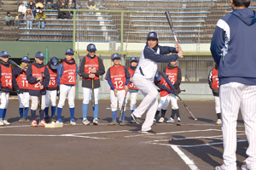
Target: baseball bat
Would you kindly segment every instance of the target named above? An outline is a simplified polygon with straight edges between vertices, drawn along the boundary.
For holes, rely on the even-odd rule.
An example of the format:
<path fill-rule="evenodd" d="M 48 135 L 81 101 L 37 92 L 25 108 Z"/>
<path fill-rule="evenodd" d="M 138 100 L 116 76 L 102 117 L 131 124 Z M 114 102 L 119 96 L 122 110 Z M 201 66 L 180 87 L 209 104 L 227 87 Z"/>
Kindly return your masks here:
<path fill-rule="evenodd" d="M 26 69 L 25 69 L 25 68 L 22 68 L 20 65 L 19 65 L 17 63 L 15 63 L 14 60 L 9 60 L 9 64 L 11 64 L 11 65 L 15 65 L 15 66 L 17 66 L 17 67 L 19 67 L 19 68 L 20 68 L 20 69 L 22 69 L 24 71 L 26 71 Z"/>
<path fill-rule="evenodd" d="M 178 99 L 181 100 L 181 102 L 183 104 L 184 107 L 186 108 L 186 110 L 189 111 L 189 113 L 190 114 L 191 117 L 194 119 L 194 121 L 197 121 L 197 118 L 195 116 L 195 115 L 192 113 L 192 111 L 189 109 L 189 107 L 187 106 L 187 105 L 183 102 L 183 100 L 177 94 L 177 97 L 178 97 Z"/>
<path fill-rule="evenodd" d="M 176 33 L 175 33 L 175 31 L 174 31 L 174 27 L 173 27 L 173 25 L 172 25 L 172 20 L 170 13 L 169 13 L 169 11 L 166 11 L 165 13 L 166 13 L 166 15 L 168 23 L 169 23 L 169 25 L 170 25 L 171 30 L 172 30 L 172 34 L 173 34 L 173 37 L 174 37 L 176 44 L 177 44 L 177 46 L 178 46 L 178 42 L 177 42 L 177 37 L 176 37 Z M 183 56 L 182 56 L 181 58 L 183 58 Z"/>
<path fill-rule="evenodd" d="M 39 92 L 39 96 L 38 96 L 38 110 L 41 111 L 41 105 L 42 105 L 42 89 L 41 89 L 41 85 L 42 85 L 42 82 L 43 82 L 43 74 L 44 72 L 42 71 L 41 72 L 41 80 L 40 80 L 40 92 Z"/>
<path fill-rule="evenodd" d="M 130 89 L 128 90 L 128 92 L 130 92 Z M 122 121 L 122 118 L 123 118 L 125 105 L 125 100 L 126 100 L 126 95 L 127 95 L 128 92 L 125 92 L 125 99 L 124 99 L 124 101 L 123 101 L 121 111 L 120 111 L 119 121 Z"/>
<path fill-rule="evenodd" d="M 91 69 L 93 69 L 93 67 L 91 67 Z M 91 106 L 94 107 L 95 106 L 95 97 L 94 97 L 94 82 L 93 79 L 91 79 Z"/>

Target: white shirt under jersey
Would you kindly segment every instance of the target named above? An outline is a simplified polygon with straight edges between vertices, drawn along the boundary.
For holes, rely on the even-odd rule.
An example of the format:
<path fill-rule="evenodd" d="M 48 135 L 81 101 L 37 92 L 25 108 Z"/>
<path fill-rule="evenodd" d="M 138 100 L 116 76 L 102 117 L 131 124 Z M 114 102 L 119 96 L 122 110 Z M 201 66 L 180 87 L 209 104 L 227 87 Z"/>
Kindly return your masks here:
<path fill-rule="evenodd" d="M 136 74 L 142 75 L 141 71 L 140 71 L 140 68 L 141 68 L 141 70 L 143 71 L 143 73 L 144 75 L 144 77 L 153 82 L 154 75 L 157 71 L 158 62 L 153 61 L 149 59 L 145 59 L 143 52 L 144 52 L 144 49 L 142 52 L 142 55 L 141 55 L 139 63 L 137 65 L 137 67 L 135 71 L 134 75 L 136 75 Z M 158 54 L 160 54 L 159 48 L 157 48 L 156 53 Z"/>

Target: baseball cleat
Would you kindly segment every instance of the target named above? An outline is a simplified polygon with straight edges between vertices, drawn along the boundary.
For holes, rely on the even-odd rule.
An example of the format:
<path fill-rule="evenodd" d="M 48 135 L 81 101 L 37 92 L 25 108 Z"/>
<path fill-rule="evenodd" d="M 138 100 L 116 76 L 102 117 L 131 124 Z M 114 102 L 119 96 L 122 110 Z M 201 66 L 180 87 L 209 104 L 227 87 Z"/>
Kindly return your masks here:
<path fill-rule="evenodd" d="M 94 125 L 98 125 L 99 124 L 99 120 L 97 118 L 93 119 L 93 124 Z"/>
<path fill-rule="evenodd" d="M 158 123 L 163 123 L 165 121 L 164 117 L 160 118 L 160 120 L 158 121 Z"/>
<path fill-rule="evenodd" d="M 133 115 L 133 113 L 131 116 L 137 124 L 143 124 L 142 119 L 140 117 L 137 117 L 135 115 Z"/>
<path fill-rule="evenodd" d="M 153 131 L 152 129 L 148 130 L 148 131 L 142 131 L 143 133 L 147 133 L 147 134 L 156 134 L 156 132 Z"/>
<path fill-rule="evenodd" d="M 222 120 L 218 119 L 217 122 L 215 122 L 216 125 L 222 125 Z"/>
<path fill-rule="evenodd" d="M 117 125 L 117 122 L 114 120 L 112 120 L 112 122 L 110 123 L 108 123 L 108 126 L 113 126 L 113 125 Z"/>
<path fill-rule="evenodd" d="M 172 117 L 170 117 L 170 119 L 168 119 L 168 121 L 166 121 L 167 123 L 174 123 L 175 120 L 172 119 Z"/>
<path fill-rule="evenodd" d="M 90 123 L 90 122 L 88 121 L 86 118 L 84 118 L 82 122 L 84 125 L 89 125 Z"/>
<path fill-rule="evenodd" d="M 119 123 L 119 126 L 125 126 L 125 121 L 122 120 Z"/>

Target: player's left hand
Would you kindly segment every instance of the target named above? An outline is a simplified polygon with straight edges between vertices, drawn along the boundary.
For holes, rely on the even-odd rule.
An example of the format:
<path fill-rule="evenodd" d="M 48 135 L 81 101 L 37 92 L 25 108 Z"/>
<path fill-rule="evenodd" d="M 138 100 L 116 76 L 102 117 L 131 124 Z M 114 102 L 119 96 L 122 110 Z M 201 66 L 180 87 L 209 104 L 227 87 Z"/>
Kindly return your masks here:
<path fill-rule="evenodd" d="M 125 86 L 125 92 L 128 92 L 128 86 Z"/>

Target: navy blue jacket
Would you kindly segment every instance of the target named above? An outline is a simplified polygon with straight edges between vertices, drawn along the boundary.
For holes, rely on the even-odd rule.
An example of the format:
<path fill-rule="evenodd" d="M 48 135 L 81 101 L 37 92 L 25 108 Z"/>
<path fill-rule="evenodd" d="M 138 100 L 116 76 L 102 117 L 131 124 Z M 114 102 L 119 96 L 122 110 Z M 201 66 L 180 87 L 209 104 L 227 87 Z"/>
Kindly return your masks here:
<path fill-rule="evenodd" d="M 37 68 L 41 68 L 42 66 L 44 66 L 44 64 L 39 65 L 36 63 L 36 61 L 32 62 L 31 65 L 28 65 L 27 71 L 26 71 L 26 80 L 29 83 L 34 84 L 37 83 L 38 77 L 32 76 L 32 65 L 34 65 Z M 47 67 L 45 66 L 44 69 L 44 80 L 42 82 L 42 85 L 44 86 L 44 88 L 46 88 L 49 82 L 49 74 Z M 39 96 L 40 90 L 29 90 L 29 95 L 31 96 Z M 46 94 L 46 90 L 42 90 L 42 95 Z"/>
<path fill-rule="evenodd" d="M 12 88 L 2 87 L 2 82 L 1 82 L 1 74 L 2 74 L 1 67 L 2 67 L 2 66 L 9 67 L 9 62 L 3 63 L 3 61 L 2 61 L 2 60 L 0 60 L 0 91 L 1 91 L 1 88 L 2 88 L 2 89 L 3 89 L 4 91 L 11 92 L 11 91 L 13 91 Z M 15 79 L 15 77 L 14 76 L 14 74 L 13 74 L 13 73 L 12 73 L 12 79 L 13 79 L 13 81 L 12 81 L 13 88 L 14 88 L 15 90 L 19 90 L 19 89 L 20 89 L 20 88 L 19 88 L 19 86 L 18 86 L 18 84 L 17 84 L 16 79 Z"/>
<path fill-rule="evenodd" d="M 218 66 L 219 86 L 231 82 L 256 85 L 256 14 L 235 9 L 221 18 L 212 38 L 211 52 Z"/>

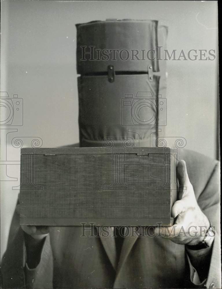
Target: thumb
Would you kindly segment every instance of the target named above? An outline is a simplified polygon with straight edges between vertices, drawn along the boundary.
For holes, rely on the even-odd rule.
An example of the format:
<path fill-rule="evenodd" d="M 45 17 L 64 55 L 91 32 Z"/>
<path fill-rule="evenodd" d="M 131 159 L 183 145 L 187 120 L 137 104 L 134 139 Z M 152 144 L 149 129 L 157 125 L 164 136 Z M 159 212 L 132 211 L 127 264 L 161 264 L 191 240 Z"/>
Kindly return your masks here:
<path fill-rule="evenodd" d="M 178 180 L 180 187 L 187 186 L 190 182 L 185 161 L 179 161 L 177 165 Z"/>

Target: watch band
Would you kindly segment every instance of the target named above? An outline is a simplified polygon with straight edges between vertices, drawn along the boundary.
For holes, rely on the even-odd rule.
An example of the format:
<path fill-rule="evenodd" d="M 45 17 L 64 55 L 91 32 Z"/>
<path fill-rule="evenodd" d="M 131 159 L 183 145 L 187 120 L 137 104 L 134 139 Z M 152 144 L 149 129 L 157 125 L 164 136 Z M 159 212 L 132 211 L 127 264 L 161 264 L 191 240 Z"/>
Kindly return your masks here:
<path fill-rule="evenodd" d="M 210 247 L 214 240 L 215 231 L 214 228 L 210 226 L 207 230 L 203 241 L 196 245 L 186 245 L 186 247 L 191 250 L 199 250 Z"/>

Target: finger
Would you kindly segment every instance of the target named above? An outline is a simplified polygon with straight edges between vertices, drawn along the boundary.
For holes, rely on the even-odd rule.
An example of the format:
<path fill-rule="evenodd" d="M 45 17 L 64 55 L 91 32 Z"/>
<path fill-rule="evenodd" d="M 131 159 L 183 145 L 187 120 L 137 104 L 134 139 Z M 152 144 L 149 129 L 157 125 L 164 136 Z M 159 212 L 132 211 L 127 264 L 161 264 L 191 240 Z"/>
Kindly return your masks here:
<path fill-rule="evenodd" d="M 181 213 L 183 213 L 188 209 L 190 205 L 188 198 L 186 196 L 179 201 L 176 201 L 171 209 L 171 215 L 173 218 L 176 218 Z"/>
<path fill-rule="evenodd" d="M 33 235 L 36 232 L 36 227 L 35 226 L 25 226 L 21 225 L 23 231 L 28 235 Z"/>
<path fill-rule="evenodd" d="M 177 167 L 179 185 L 182 187 L 186 187 L 190 182 L 190 180 L 185 161 L 183 160 L 179 161 L 178 162 Z"/>
<path fill-rule="evenodd" d="M 182 227 L 177 225 L 168 227 L 159 227 L 155 229 L 154 231 L 155 234 L 158 236 L 168 238 L 181 237 L 180 234 L 182 234 L 183 233 L 184 235 L 186 234 L 184 227 Z"/>

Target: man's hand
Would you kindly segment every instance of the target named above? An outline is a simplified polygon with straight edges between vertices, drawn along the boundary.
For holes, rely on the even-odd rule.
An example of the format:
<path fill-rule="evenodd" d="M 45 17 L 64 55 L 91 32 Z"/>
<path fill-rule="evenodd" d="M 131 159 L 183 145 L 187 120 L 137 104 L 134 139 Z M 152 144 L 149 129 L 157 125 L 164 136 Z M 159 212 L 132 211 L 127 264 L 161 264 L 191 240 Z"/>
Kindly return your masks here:
<path fill-rule="evenodd" d="M 197 203 L 184 161 L 178 162 L 177 169 L 178 200 L 171 211 L 175 222 L 171 227 L 156 227 L 155 233 L 177 244 L 196 245 L 203 240 L 210 222 Z"/>
<path fill-rule="evenodd" d="M 16 212 L 20 214 L 20 194 Z M 45 237 L 49 233 L 48 227 L 42 226 L 23 226 L 21 227 L 26 234 L 24 238 L 26 248 L 26 263 L 30 269 L 36 268 L 39 264 Z"/>
<path fill-rule="evenodd" d="M 18 204 L 16 206 L 16 210 L 18 214 L 20 214 L 20 205 L 19 204 L 20 194 L 18 194 Z M 44 238 L 49 233 L 49 227 L 38 226 L 23 226 L 21 227 L 27 234 L 31 236 L 36 240 L 41 240 Z"/>

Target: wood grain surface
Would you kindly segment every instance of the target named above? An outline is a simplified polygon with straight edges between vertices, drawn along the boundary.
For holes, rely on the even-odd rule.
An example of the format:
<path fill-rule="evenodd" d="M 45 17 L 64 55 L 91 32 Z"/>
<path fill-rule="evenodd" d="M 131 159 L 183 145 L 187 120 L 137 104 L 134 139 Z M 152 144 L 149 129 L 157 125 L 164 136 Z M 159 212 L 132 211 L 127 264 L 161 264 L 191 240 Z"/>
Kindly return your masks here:
<path fill-rule="evenodd" d="M 174 154 L 166 148 L 22 149 L 21 224 L 171 224 Z"/>

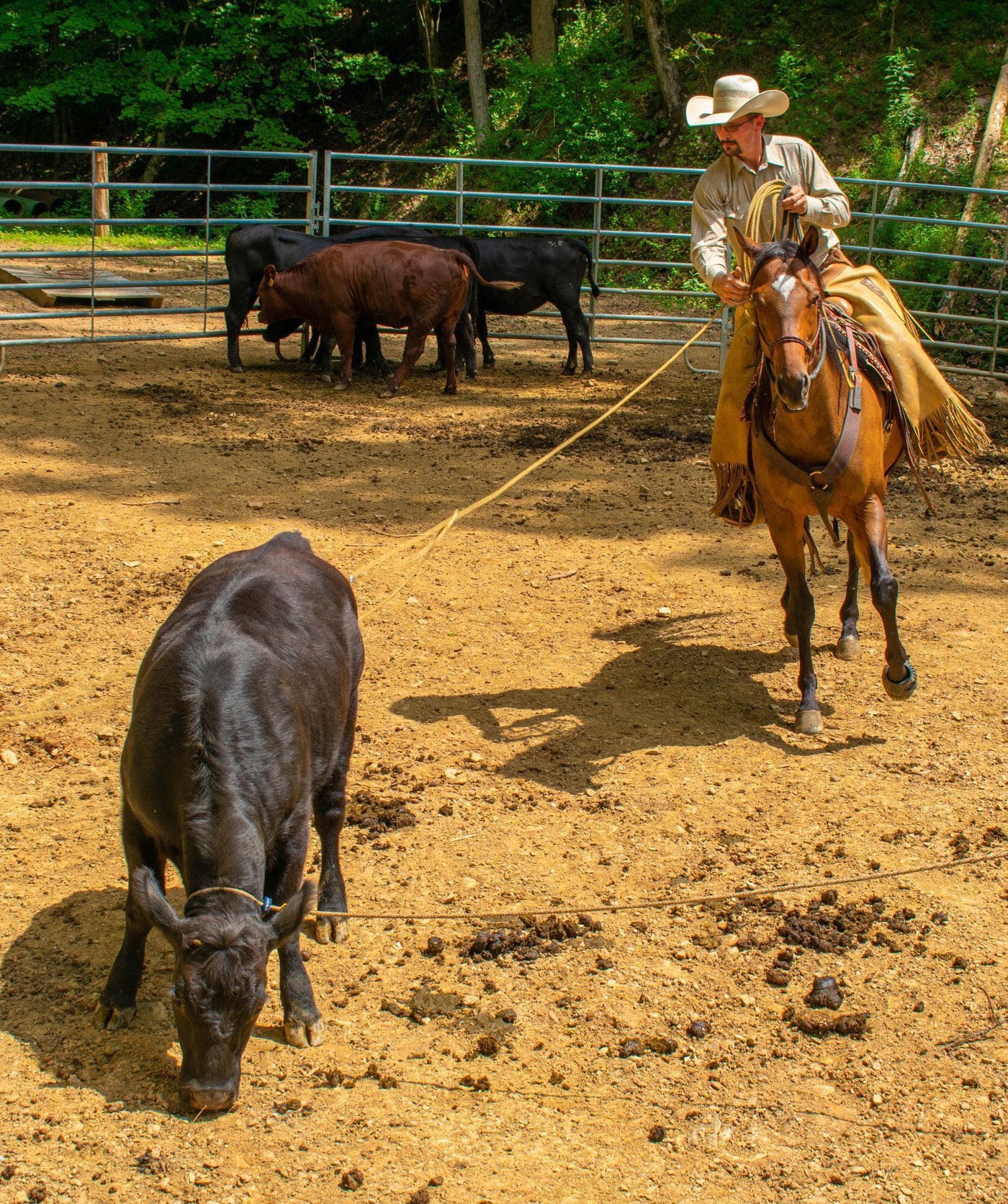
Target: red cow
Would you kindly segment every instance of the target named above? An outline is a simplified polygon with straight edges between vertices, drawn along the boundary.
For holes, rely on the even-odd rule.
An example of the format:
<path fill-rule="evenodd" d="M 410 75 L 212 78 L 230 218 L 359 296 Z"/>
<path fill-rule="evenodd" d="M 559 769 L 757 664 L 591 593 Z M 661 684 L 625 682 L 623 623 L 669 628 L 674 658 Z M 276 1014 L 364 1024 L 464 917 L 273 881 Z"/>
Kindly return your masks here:
<path fill-rule="evenodd" d="M 455 325 L 466 307 L 470 278 L 487 284 L 476 264 L 459 250 L 440 250 L 409 242 L 359 242 L 326 247 L 285 272 L 267 264 L 259 285 L 259 320 L 299 318 L 323 335 L 335 336 L 343 359 L 336 385 L 350 383 L 354 331 L 360 323 L 406 326 L 402 362 L 389 380 L 388 396 L 424 353 L 426 337 L 448 368 L 444 391 L 458 393 Z M 495 288 L 515 289 L 512 281 Z M 326 365 L 328 368 L 328 365 Z M 331 371 L 324 370 L 326 379 Z"/>

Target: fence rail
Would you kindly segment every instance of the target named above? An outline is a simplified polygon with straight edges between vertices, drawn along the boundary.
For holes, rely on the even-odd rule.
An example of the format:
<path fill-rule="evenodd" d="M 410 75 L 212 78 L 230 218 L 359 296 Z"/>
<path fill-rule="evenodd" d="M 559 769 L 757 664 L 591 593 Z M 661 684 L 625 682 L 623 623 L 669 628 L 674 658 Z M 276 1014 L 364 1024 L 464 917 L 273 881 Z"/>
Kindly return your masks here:
<path fill-rule="evenodd" d="M 40 161 L 47 160 L 52 166 L 40 170 Z M 105 172 L 108 160 L 116 170 Z M 155 165 L 164 177 L 159 182 L 146 178 L 153 170 L 143 171 Z M 219 294 L 211 296 L 226 284 L 219 264 L 222 235 L 253 220 L 323 235 L 362 222 L 406 222 L 470 236 L 584 238 L 601 287 L 599 299 L 584 290 L 591 338 L 600 344 L 682 346 L 686 327 L 706 320 L 717 303 L 689 262 L 690 194 L 701 169 L 344 152 L 324 153 L 320 181 L 318 166 L 312 152 L 0 143 L 0 264 L 16 270 L 33 260 L 78 261 L 77 278 L 86 285 L 81 299 L 87 302 L 77 309 L 0 309 L 0 355 L 7 347 L 40 343 L 223 336 L 224 307 Z M 839 183 L 853 208 L 844 250 L 879 262 L 914 315 L 935 324 L 941 337 L 930 349 L 948 361 L 945 370 L 1008 379 L 1002 330 L 1008 190 L 853 177 Z M 5 196 L 10 202 L 29 193 L 46 197 L 39 201 L 37 217 L 12 216 L 20 212 L 16 205 L 5 212 Z M 980 212 L 963 223 L 959 214 L 969 193 L 979 195 Z M 956 243 L 960 231 L 965 249 Z M 76 246 L 60 246 L 67 232 L 76 232 Z M 161 244 L 165 236 L 179 244 Z M 157 265 L 164 258 L 201 260 L 202 273 L 176 266 L 158 276 L 157 266 L 141 268 L 145 260 Z M 122 271 L 136 268 L 131 283 L 190 291 L 176 294 L 176 303 L 160 309 L 106 307 L 96 295 L 96 265 L 106 260 Z M 953 271 L 957 281 L 949 279 Z M 23 288 L 0 283 L 0 301 Z M 201 329 L 116 329 L 116 319 L 138 315 L 193 317 L 201 319 Z M 543 326 L 544 320 L 555 324 L 555 317 L 554 311 L 537 311 L 520 324 L 524 329 L 491 331 L 491 337 L 565 342 L 562 334 Z M 72 335 L 14 329 L 72 318 L 81 324 Z M 696 344 L 703 362 L 686 359 L 694 372 L 720 371 L 730 327 L 730 312 L 721 309 L 712 332 Z"/>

## Stated goal
Retype the material above without any changes, beginning at the line that contains "Target: wood grain surface" and stopping after the line that contains "174 154 L 166".

## The output
Target: wood grain surface
Would you kindly segment every instance of the target named above? An outline is a simplified polygon with straight edges between vertices, drawn along the boundary.
For holes, rely on the even-odd rule.
An example of the format:
<path fill-rule="evenodd" d="M 45 17 L 64 55 L 91 32 Z"/>
<path fill-rule="evenodd" d="M 131 159 L 183 145 L 187 120 L 137 104 L 134 139 Z M 152 144 L 149 129 L 157 125 L 164 136 Z M 159 212 L 132 211 L 127 264 L 161 264 L 191 240 Z"/>
Kindly return your masks here:
<path fill-rule="evenodd" d="M 174 154 L 166 148 L 22 149 L 21 224 L 171 224 Z"/>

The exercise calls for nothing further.